* [AIM OF THE EXERCISE]:
Repeat back the entries that follow, keeping every word as it is.

[Records from a collection]

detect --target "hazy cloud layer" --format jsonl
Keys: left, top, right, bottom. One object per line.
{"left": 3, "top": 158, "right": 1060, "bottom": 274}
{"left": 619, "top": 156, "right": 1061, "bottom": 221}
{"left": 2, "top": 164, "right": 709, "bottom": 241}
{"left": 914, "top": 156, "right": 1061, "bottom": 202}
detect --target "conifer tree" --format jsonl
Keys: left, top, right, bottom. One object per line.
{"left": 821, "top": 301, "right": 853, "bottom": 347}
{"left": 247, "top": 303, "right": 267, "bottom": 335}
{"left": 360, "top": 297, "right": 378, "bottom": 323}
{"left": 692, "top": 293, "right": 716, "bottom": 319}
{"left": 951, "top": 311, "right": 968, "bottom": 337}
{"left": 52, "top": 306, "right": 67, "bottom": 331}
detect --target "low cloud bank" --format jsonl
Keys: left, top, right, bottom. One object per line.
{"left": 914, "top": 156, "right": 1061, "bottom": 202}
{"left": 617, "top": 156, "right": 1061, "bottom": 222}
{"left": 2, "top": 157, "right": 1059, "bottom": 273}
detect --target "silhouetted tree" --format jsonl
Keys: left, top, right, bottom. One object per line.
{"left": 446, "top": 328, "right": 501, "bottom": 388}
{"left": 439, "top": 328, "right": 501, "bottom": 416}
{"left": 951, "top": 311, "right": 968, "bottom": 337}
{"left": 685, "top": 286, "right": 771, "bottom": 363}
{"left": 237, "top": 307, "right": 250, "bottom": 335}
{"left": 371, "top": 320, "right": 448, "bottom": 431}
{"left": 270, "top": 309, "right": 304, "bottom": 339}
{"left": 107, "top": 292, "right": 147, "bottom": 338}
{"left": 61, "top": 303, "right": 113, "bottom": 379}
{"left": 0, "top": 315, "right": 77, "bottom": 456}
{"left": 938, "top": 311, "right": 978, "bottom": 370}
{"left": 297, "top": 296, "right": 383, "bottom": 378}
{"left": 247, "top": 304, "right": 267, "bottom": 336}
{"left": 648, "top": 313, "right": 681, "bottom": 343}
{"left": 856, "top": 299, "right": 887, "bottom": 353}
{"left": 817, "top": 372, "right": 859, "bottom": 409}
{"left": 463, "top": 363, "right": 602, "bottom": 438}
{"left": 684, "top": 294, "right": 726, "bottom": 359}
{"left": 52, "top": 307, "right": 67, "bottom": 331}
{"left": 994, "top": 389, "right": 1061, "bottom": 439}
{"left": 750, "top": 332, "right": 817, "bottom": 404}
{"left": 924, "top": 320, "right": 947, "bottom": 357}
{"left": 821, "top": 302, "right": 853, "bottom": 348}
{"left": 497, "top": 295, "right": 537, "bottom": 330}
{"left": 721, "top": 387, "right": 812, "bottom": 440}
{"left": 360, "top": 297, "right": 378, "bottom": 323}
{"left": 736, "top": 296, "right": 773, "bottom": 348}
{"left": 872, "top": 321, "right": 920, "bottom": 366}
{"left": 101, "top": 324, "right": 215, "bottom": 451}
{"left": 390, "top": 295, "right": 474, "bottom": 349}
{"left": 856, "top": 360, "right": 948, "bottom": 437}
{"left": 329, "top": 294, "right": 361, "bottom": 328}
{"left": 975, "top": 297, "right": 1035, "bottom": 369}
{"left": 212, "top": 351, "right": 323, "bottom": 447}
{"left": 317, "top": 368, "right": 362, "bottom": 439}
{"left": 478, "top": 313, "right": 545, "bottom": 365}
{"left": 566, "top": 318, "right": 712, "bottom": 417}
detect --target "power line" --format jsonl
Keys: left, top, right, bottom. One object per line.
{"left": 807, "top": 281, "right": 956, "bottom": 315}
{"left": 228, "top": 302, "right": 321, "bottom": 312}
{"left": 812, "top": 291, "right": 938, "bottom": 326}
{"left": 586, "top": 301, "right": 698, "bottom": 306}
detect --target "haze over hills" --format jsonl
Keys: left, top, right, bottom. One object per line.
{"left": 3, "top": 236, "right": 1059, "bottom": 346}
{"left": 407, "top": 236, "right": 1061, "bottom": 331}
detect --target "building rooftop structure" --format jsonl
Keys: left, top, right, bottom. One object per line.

* [RESULT]:
detect --target "hazy cloud layer" --format jsonl
Keys: left, top, right, bottom. One object per line.
{"left": 3, "top": 158, "right": 1060, "bottom": 274}
{"left": 619, "top": 156, "right": 1061, "bottom": 221}
{"left": 2, "top": 164, "right": 709, "bottom": 241}
{"left": 914, "top": 156, "right": 1061, "bottom": 202}
detect --target "conifer tree" --format jsonl
Keys: left, top, right, bottom. One object per line.
{"left": 821, "top": 301, "right": 853, "bottom": 347}
{"left": 247, "top": 303, "right": 267, "bottom": 335}
{"left": 360, "top": 297, "right": 378, "bottom": 323}
{"left": 692, "top": 293, "right": 716, "bottom": 319}
{"left": 951, "top": 311, "right": 968, "bottom": 337}
{"left": 52, "top": 306, "right": 67, "bottom": 331}
detect --target "low cloud bank" --format jsonl
Keys: left, top, right, bottom. One object per line.
{"left": 914, "top": 156, "right": 1061, "bottom": 202}
{"left": 617, "top": 156, "right": 1061, "bottom": 222}
{"left": 2, "top": 157, "right": 1059, "bottom": 273}
detect --target "silhouetted tree" --format jsonl
Keys: left, top, right, bottom. One object per line.
{"left": 446, "top": 328, "right": 501, "bottom": 388}
{"left": 439, "top": 328, "right": 501, "bottom": 416}
{"left": 951, "top": 311, "right": 968, "bottom": 337}
{"left": 685, "top": 286, "right": 771, "bottom": 363}
{"left": 237, "top": 307, "right": 250, "bottom": 335}
{"left": 371, "top": 320, "right": 448, "bottom": 431}
{"left": 270, "top": 309, "right": 304, "bottom": 339}
{"left": 107, "top": 292, "right": 147, "bottom": 338}
{"left": 61, "top": 303, "right": 113, "bottom": 379}
{"left": 0, "top": 315, "right": 77, "bottom": 456}
{"left": 938, "top": 311, "right": 978, "bottom": 370}
{"left": 297, "top": 296, "right": 383, "bottom": 378}
{"left": 247, "top": 304, "right": 267, "bottom": 336}
{"left": 648, "top": 313, "right": 681, "bottom": 343}
{"left": 856, "top": 299, "right": 887, "bottom": 353}
{"left": 817, "top": 372, "right": 859, "bottom": 409}
{"left": 463, "top": 363, "right": 602, "bottom": 438}
{"left": 684, "top": 294, "right": 726, "bottom": 359}
{"left": 52, "top": 307, "right": 67, "bottom": 331}
{"left": 994, "top": 389, "right": 1061, "bottom": 439}
{"left": 750, "top": 332, "right": 817, "bottom": 404}
{"left": 924, "top": 320, "right": 947, "bottom": 357}
{"left": 821, "top": 302, "right": 853, "bottom": 348}
{"left": 497, "top": 295, "right": 537, "bottom": 330}
{"left": 721, "top": 387, "right": 812, "bottom": 440}
{"left": 360, "top": 297, "right": 378, "bottom": 323}
{"left": 736, "top": 296, "right": 773, "bottom": 348}
{"left": 872, "top": 321, "right": 920, "bottom": 366}
{"left": 101, "top": 324, "right": 215, "bottom": 451}
{"left": 390, "top": 295, "right": 474, "bottom": 349}
{"left": 856, "top": 360, "right": 948, "bottom": 437}
{"left": 329, "top": 294, "right": 361, "bottom": 328}
{"left": 975, "top": 297, "right": 1035, "bottom": 369}
{"left": 212, "top": 351, "right": 323, "bottom": 447}
{"left": 317, "top": 368, "right": 362, "bottom": 439}
{"left": 478, "top": 313, "right": 545, "bottom": 365}
{"left": 566, "top": 318, "right": 712, "bottom": 417}
detect --target "power line" --format jsonl
Keys: left, top, right, bottom. One object per line.
{"left": 807, "top": 281, "right": 956, "bottom": 315}
{"left": 228, "top": 302, "right": 321, "bottom": 312}
{"left": 812, "top": 291, "right": 938, "bottom": 326}
{"left": 586, "top": 301, "right": 698, "bottom": 306}
detect --target "haze over hills" --format jsonl
Keys: left, top, right, bottom. One object per line.
{"left": 3, "top": 236, "right": 1059, "bottom": 346}
{"left": 407, "top": 236, "right": 1061, "bottom": 331}
detect --target "building rooftop structure" --format jsonl
Keys: left, top, right, bottom. One object per line.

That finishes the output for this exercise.